**Action item:**
Drop every image, then reproduce the data exactly as given.

**Materials provided:**

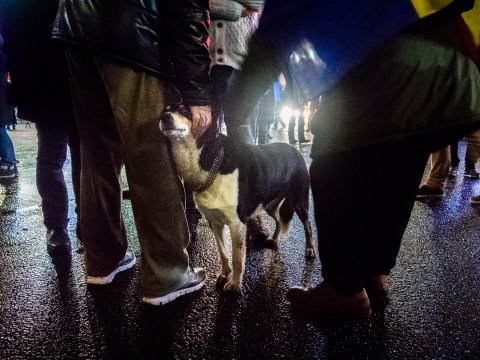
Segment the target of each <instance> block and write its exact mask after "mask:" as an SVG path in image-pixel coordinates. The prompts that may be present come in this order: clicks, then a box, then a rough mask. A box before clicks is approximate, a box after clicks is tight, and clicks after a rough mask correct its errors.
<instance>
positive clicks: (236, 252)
mask: <svg viewBox="0 0 480 360" xmlns="http://www.w3.org/2000/svg"><path fill="white" fill-rule="evenodd" d="M229 228H230V234H231V236H232V266H233V276H232V278H231V279H229V280H228V282H227V283H226V284H225V286H224V287H223V291H239V290H240V288H241V287H242V278H243V271H244V269H245V254H246V249H245V246H246V244H245V224H243V223H242V222H241V221H240V220H238V221H237V222H236V223H233V224H230V225H229Z"/></svg>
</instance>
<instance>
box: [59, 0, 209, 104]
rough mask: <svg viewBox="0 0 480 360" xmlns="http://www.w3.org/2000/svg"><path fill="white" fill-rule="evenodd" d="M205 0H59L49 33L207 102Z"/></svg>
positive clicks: (207, 59) (63, 39) (206, 102)
mask: <svg viewBox="0 0 480 360" xmlns="http://www.w3.org/2000/svg"><path fill="white" fill-rule="evenodd" d="M208 16H209V15H208V0H164V1H159V0H115V1H111V0H62V2H61V4H60V9H59V12H58V17H57V20H56V22H55V26H54V29H53V37H54V38H56V39H60V40H62V41H65V42H67V43H69V44H74V45H78V46H82V47H84V48H87V49H90V50H92V51H94V52H96V53H98V54H102V55H106V56H108V57H111V58H114V59H116V60H119V61H121V62H123V63H125V64H127V65H129V66H132V67H134V68H138V69H139V70H142V71H146V72H148V73H151V74H153V75H156V76H159V77H161V78H163V79H164V80H166V81H168V82H169V83H171V84H174V85H175V86H176V88H177V89H178V90H179V91H180V93H181V95H182V99H183V102H185V103H187V104H190V105H207V104H209V96H208V90H207V85H208V83H209V77H208V73H209V66H210V57H209V52H208V47H207V38H208V20H209V19H208Z"/></svg>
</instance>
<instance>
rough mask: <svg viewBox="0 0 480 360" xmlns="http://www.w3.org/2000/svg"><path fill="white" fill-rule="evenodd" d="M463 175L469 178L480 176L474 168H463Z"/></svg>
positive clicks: (473, 178) (465, 176) (474, 177)
mask: <svg viewBox="0 0 480 360" xmlns="http://www.w3.org/2000/svg"><path fill="white" fill-rule="evenodd" d="M463 176H465V177H469V178H470V179H478V178H479V177H480V174H479V173H478V171H477V170H475V168H472V169H465V171H464V173H463Z"/></svg>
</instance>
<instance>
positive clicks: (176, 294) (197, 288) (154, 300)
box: [142, 268, 207, 305]
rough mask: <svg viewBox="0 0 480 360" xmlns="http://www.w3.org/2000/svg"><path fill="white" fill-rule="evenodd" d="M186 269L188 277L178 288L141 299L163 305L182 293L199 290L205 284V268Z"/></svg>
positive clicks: (189, 292)
mask: <svg viewBox="0 0 480 360" xmlns="http://www.w3.org/2000/svg"><path fill="white" fill-rule="evenodd" d="M188 271H189V273H188V274H187V277H188V279H187V281H186V282H185V284H183V285H182V286H181V287H180V288H179V289H177V290H175V291H173V292H171V293H170V294H167V295H164V296H160V297H147V296H144V297H143V299H142V301H143V302H144V303H146V304H149V305H165V304H167V303H169V302H171V301H173V300H175V299H177V298H179V297H180V296H182V295H186V294H190V293H192V292H194V291H197V290H200V289H201V288H202V287H203V286H204V285H205V280H206V278H207V274H206V273H205V270H203V269H202V268H194V269H193V271H192V270H188Z"/></svg>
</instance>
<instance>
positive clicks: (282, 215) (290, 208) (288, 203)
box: [275, 198, 294, 234]
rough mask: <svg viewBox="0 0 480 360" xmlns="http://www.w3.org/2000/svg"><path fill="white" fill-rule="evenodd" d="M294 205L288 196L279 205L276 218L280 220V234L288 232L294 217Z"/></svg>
mask: <svg viewBox="0 0 480 360" xmlns="http://www.w3.org/2000/svg"><path fill="white" fill-rule="evenodd" d="M293 213H294V210H293V207H292V205H291V204H290V201H289V200H288V199H287V198H284V199H283V200H282V201H281V202H280V204H279V205H278V208H277V211H276V214H275V218H276V219H277V220H278V221H279V222H280V234H286V233H288V230H290V224H291V223H292V219H293Z"/></svg>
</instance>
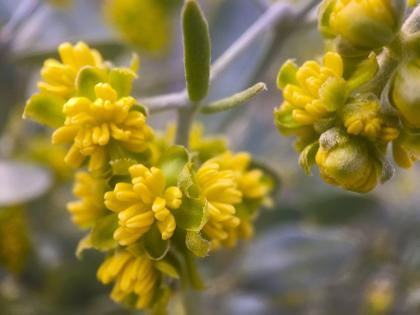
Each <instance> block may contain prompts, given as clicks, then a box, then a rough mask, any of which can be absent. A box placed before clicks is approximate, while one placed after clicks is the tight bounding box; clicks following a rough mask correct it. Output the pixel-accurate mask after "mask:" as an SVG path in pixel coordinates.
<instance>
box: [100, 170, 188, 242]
mask: <svg viewBox="0 0 420 315" xmlns="http://www.w3.org/2000/svg"><path fill="white" fill-rule="evenodd" d="M129 172H130V175H131V178H132V181H131V184H130V183H118V184H117V185H115V189H114V191H110V192H107V193H106V194H105V205H106V207H107V208H108V209H109V210H111V211H114V212H117V213H118V218H119V226H120V227H119V228H118V229H117V230H116V231H115V233H114V238H115V239H116V240H118V241H119V243H120V244H121V245H124V246H127V245H130V244H132V243H134V242H136V241H137V240H138V239H139V238H140V237H141V236H142V235H143V234H144V233H146V232H147V231H149V229H150V227H151V225H152V224H153V223H154V222H155V221H156V225H157V227H158V229H159V231H160V232H161V234H162V239H163V240H167V239H169V238H171V237H172V234H173V232H174V230H175V228H176V222H175V218H174V216H173V214H172V213H171V211H174V210H175V211H176V209H178V208H179V206H180V205H181V203H182V200H181V198H182V192H181V190H180V189H179V188H178V187H176V186H172V187H168V188H166V189H165V175H164V174H163V172H162V171H161V170H160V169H158V168H156V167H151V168H150V169H148V168H147V167H145V166H144V165H141V164H137V165H133V166H131V167H130V168H129Z"/></svg>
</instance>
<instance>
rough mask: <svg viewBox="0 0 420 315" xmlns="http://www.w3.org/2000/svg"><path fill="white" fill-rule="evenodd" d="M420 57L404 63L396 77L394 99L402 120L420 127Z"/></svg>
mask: <svg viewBox="0 0 420 315" xmlns="http://www.w3.org/2000/svg"><path fill="white" fill-rule="evenodd" d="M419 86H420V58H414V59H411V60H410V61H408V62H406V63H404V64H402V65H401V66H400V68H399V69H398V71H397V73H396V75H395V78H394V88H393V91H392V99H393V103H394V105H395V107H396V108H397V109H398V110H399V112H400V115H401V120H402V122H403V123H404V124H405V125H407V126H408V127H411V128H420V90H419Z"/></svg>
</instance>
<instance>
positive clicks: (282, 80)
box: [277, 59, 299, 90]
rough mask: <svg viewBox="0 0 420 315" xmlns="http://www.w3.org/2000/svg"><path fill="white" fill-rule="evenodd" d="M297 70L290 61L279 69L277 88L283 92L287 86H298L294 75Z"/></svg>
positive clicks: (296, 66)
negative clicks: (283, 89) (280, 89)
mask: <svg viewBox="0 0 420 315" xmlns="http://www.w3.org/2000/svg"><path fill="white" fill-rule="evenodd" d="M298 70H299V68H298V67H297V66H296V65H295V63H294V62H293V60H292V59H289V60H287V61H286V62H285V63H284V64H283V65H282V66H281V68H280V71H279V74H278V75H277V87H278V88H279V89H281V90H283V89H284V88H285V87H286V86H287V85H288V84H292V85H297V86H299V82H298V81H297V79H296V74H297V72H298Z"/></svg>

**Response below:**
Segment the target of each <instance> block and write its exact mask after "mask:" as an SVG path in image-pixel coordinates. The prompts that may be present come in this order: clicks, then a box, then a rough mask. A box before clicks is approximate, a box after clicks is tight, and clicks after a rough mask correct its errors.
<instance>
positive clicks: (236, 252)
mask: <svg viewBox="0 0 480 360" xmlns="http://www.w3.org/2000/svg"><path fill="white" fill-rule="evenodd" d="M229 228H230V234H231V236H232V266H233V276H232V278H231V279H229V280H228V282H227V283H226V284H225V286H224V287H223V291H239V290H240V288H241V287H242V278H243V271H244V269H245V254H246V249H245V246H246V244H245V224H243V223H242V222H241V221H240V220H238V221H237V222H236V223H233V224H230V225H229Z"/></svg>
</instance>
<instance>
box: [59, 0, 209, 104]
rough mask: <svg viewBox="0 0 480 360" xmlns="http://www.w3.org/2000/svg"><path fill="white" fill-rule="evenodd" d="M205 0H59L49 33L207 102Z"/></svg>
positive clicks: (207, 59) (63, 39) (206, 102)
mask: <svg viewBox="0 0 480 360" xmlns="http://www.w3.org/2000/svg"><path fill="white" fill-rule="evenodd" d="M208 16H209V15H208V0H164V1H159V0H115V1H111V0H62V2H61V4H60V9H59V12H58V17H57V20H56V22H55V26H54V29H53V37H54V38H56V39H60V40H62V41H65V42H67V43H69V44H74V45H78V46H82V47H84V48H87V49H90V50H92V51H94V52H96V53H98V54H102V55H106V56H108V57H111V58H114V59H116V60H119V61H121V62H123V63H125V64H127V65H129V66H132V67H134V68H138V69H139V70H142V71H146V72H148V73H151V74H153V75H156V76H159V77H161V78H163V79H164V80H166V81H168V82H169V83H171V84H174V85H175V86H176V88H177V89H178V90H179V91H180V93H181V95H182V99H183V102H185V103H187V104H190V105H207V104H209V96H208V90H207V85H208V83H209V77H208V73H209V66H210V57H209V52H208V47H207V38H208V20H209V19H208Z"/></svg>
</instance>
<instance>
rough mask: <svg viewBox="0 0 480 360" xmlns="http://www.w3.org/2000/svg"><path fill="white" fill-rule="evenodd" d="M463 175L469 178L480 176L474 168H463Z"/></svg>
positive clicks: (473, 178) (465, 176) (474, 177)
mask: <svg viewBox="0 0 480 360" xmlns="http://www.w3.org/2000/svg"><path fill="white" fill-rule="evenodd" d="M463 176H465V177H469V178H470V179H478V178H479V177H480V174H479V173H478V171H477V170H475V168H472V169H465V171H464V173H463Z"/></svg>
</instance>
<instance>
positive clicks: (176, 294) (197, 288) (154, 300)
box: [142, 268, 207, 305]
rough mask: <svg viewBox="0 0 480 360" xmlns="http://www.w3.org/2000/svg"><path fill="white" fill-rule="evenodd" d="M186 269L188 277L178 288L141 299L163 305L182 293L199 290L205 284V268Z"/></svg>
positive clicks: (189, 292)
mask: <svg viewBox="0 0 480 360" xmlns="http://www.w3.org/2000/svg"><path fill="white" fill-rule="evenodd" d="M188 271H189V273H188V274H187V277H188V279H187V281H186V282H185V284H183V285H182V286H181V287H180V288H179V289H177V290H175V291H173V292H171V293H170V294H167V295H164V296H160V297H147V296H144V297H143V299H142V301H143V302H144V303H146V304H149V305H165V304H167V303H169V302H171V301H173V300H175V299H177V298H179V297H180V296H182V295H186V294H190V293H192V292H194V291H197V290H200V289H201V288H202V287H203V286H204V285H205V280H206V278H207V274H206V273H205V270H203V269H202V268H194V269H193V271H192V270H188Z"/></svg>
</instance>
<instance>
positive clicks: (282, 215) (290, 208) (288, 203)
box: [275, 198, 294, 234]
rough mask: <svg viewBox="0 0 480 360" xmlns="http://www.w3.org/2000/svg"><path fill="white" fill-rule="evenodd" d="M294 205L288 196L279 205L276 218L280 220V234L288 232L294 217Z"/></svg>
mask: <svg viewBox="0 0 480 360" xmlns="http://www.w3.org/2000/svg"><path fill="white" fill-rule="evenodd" d="M293 213H294V210H293V207H292V205H291V204H290V201H289V200H288V199H287V198H284V199H283V200H282V201H281V202H280V204H279V205H278V208H277V211H276V214H275V218H276V219H277V220H278V221H279V222H280V234H286V233H288V230H290V224H291V223H292V219H293Z"/></svg>
</instance>
Each <instance> block may contain prompts, given as clicks, then a box, then a rough mask, any of which can be absent. A box placed before clicks is approximate, while one placed after clicks is the tight bounding box; clicks following a rough mask correct it. Output the pixel-accurate mask after "mask:" as an SVG path in pixel coordinates.
<instance>
box: [100, 170, 188, 242]
mask: <svg viewBox="0 0 420 315" xmlns="http://www.w3.org/2000/svg"><path fill="white" fill-rule="evenodd" d="M129 172H130V175H131V178H132V181H131V184H130V183H118V184H117V185H115V189H114V191H110V192H107V193H106V194H105V205H106V207H107V208H108V209H109V210H111V211H114V212H117V213H118V218H119V226H120V227H119V228H118V229H117V230H116V231H115V233H114V238H115V239H116V240H118V241H119V243H120V244H121V245H124V246H127V245H130V244H132V243H134V242H136V241H137V240H138V239H139V238H140V237H141V236H142V235H143V234H144V233H146V232H147V231H149V229H150V227H151V225H152V224H153V223H154V222H155V221H156V225H157V227H158V229H159V231H160V232H161V234H162V239H163V240H167V239H169V238H171V237H172V234H173V232H174V230H175V228H176V222H175V218H174V216H173V214H172V213H171V211H174V210H175V211H176V209H178V208H179V206H180V205H181V203H182V200H181V198H182V192H181V190H180V189H179V188H178V187H176V186H172V187H168V188H166V189H165V175H164V174H163V172H162V171H161V170H160V169H158V168H156V167H151V168H150V169H148V168H147V167H145V166H144V165H141V164H137V165H133V166H131V167H130V168H129Z"/></svg>
</instance>
<instance>
rough mask: <svg viewBox="0 0 420 315" xmlns="http://www.w3.org/2000/svg"><path fill="white" fill-rule="evenodd" d="M420 57L404 63L396 77L394 99L402 120L420 127Z"/></svg>
mask: <svg viewBox="0 0 420 315" xmlns="http://www.w3.org/2000/svg"><path fill="white" fill-rule="evenodd" d="M419 86H420V58H414V59H411V60H410V61H408V62H406V63H404V64H402V65H401V66H400V68H399V69H398V71H397V73H396V75H395V78H394V88H393V91H392V99H393V103H394V105H395V107H396V108H397V109H398V110H399V112H400V115H401V120H402V122H403V123H404V124H405V125H407V126H408V127H411V128H420V90H419Z"/></svg>
</instance>
<instance>
positive clicks: (282, 80)
box: [277, 59, 299, 90]
rough mask: <svg viewBox="0 0 420 315" xmlns="http://www.w3.org/2000/svg"><path fill="white" fill-rule="evenodd" d="M297 70L290 61L279 69L277 88L283 92L287 86H298L294 75Z"/></svg>
positive clicks: (296, 66)
negative clicks: (283, 89) (280, 89)
mask: <svg viewBox="0 0 420 315" xmlns="http://www.w3.org/2000/svg"><path fill="white" fill-rule="evenodd" d="M298 70H299V68H298V67H297V66H296V65H295V63H294V62H293V60H292V59H289V60H287V61H286V62H285V63H284V64H283V65H282V66H281V68H280V71H279V74H278V75H277V87H278V88H279V89H281V90H283V89H284V88H285V87H286V86H287V85H288V84H292V85H297V86H299V82H298V81H297V79H296V74H297V72H298Z"/></svg>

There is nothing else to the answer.